» **Supplied passage**:
Skiers should be aware of the risks when booking the early or late season. Unfortunately, it is precisely those high-risk times that are good buys. Many resorts have four price ratings for accommodations, depending on time of season.
It’s important that skiers always ask these questions before booking a ski package:
--What exactly is included? Lessons? Interchangeable lift tickets? Airport-to-resort transportation? Lodging tax?
--Is there a refund for unused lift tickets? What non-ski activities are available?
--How convenient are the lodgings? Is it a ski-in/ski-out facility where no transportation is needed? If so, how far a walk is it? Uphill? Should one rent a car? If so, is the car part of the package? Is it “winterized?” Is there a free shuttle to the lifts? Does the lodging have free airport pickup service?
--What amenities are available at the lodgings? Ski lockers? Jacuzzi and pool? Teen game room? Maid service? Laundry? Is there a grocery store and range of restaurants within walking distance? Or is there only a lodge dining room? In the mountains, especially without a vehicle, one must not assume anything.
--Is equipment rental included in the package or is a discount offered with the package?
--For packages that include air transportation, if the plane must land elsewhere due to storms, who pays the additional ground transportation costs? Who pays for overnight lodging if any is needed? If a day’s skiing is missed, is there a refund of lodging and lift tickets?

» **Data provided**:
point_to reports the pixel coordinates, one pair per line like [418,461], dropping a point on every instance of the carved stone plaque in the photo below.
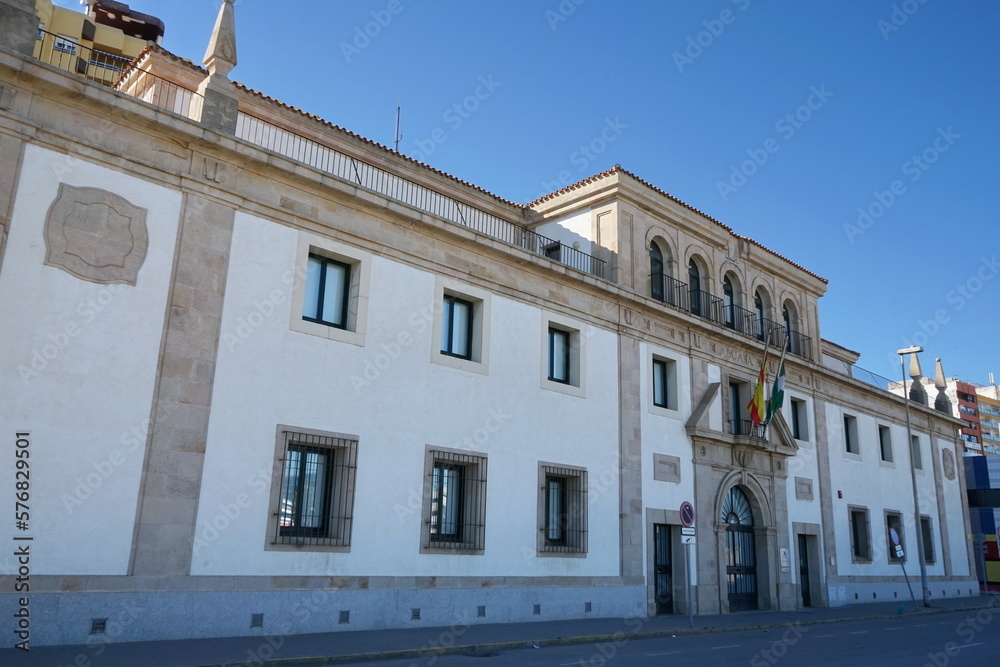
[96,235]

» **Problem 1**: Reproduce the stretch from "It’s important that" through "airport pickup service?" in the ski package text above.
» **Problem 2**: Go on with the ski package text above, picking up right after its final sentence.

» **Result 1**:
It’s important that skiers always ask these questions before booking a ski package:
--What exactly is included? Lessons? Interchangeable lift tickets? Airport-to-resort transportation? Lodging tax?
--Is there a refund for unused lift tickets? What non-ski activities are available?
--How convenient are the lodgings? Is it a ski-in/ski-out facility where no transportation is needed? If so, how far a walk is it? Uphill? Should one rent a car? If so, is the car part of the package? Is it “winterized?” Is there a free shuttle to the lifts? Does the lodging have free airport pickup service?

» **Result 2**:
--How reputable is the packager? It all adds up to this: The more you know, not only before you go, but before you choose where to go, the better time you’ll have. Be aware that terms such as “deluxe,” “close,” “ski-in/ski-out,” “some obstacles on the slopes” and “just cause for cancellation” have no standard interpretation.
For more information:
Ski Utah, 307 W. 200 South, Suite 1003, Salt Lake City, Utah 84101, (801) 534-1779.
Colorado Ski Country, 1560 Broadway, Suite 1440, Denver, Colo. 80202, (303) 837-0793. Ask for its Consumer Guide.
Continental books its “Grand Destinations for the Rockies” packages to 18 resorts. Call (800) 225-7995.
United Airlines’ “Instant Vacations Ski Packages” can be booked through travel agents or by calling United’s tour sales center at (8OO) 328-6877.
Delta’s Vacation Center books “Dream Vacations” at (800) 872-7786.
Advance Reservations Inc., a travel wholesaler, will customize a ski package for a single person or a group. Call (800) 453-4565. Their “Ski Planner” is available by writing P.O. Box 1179, Park City, Utah 84060.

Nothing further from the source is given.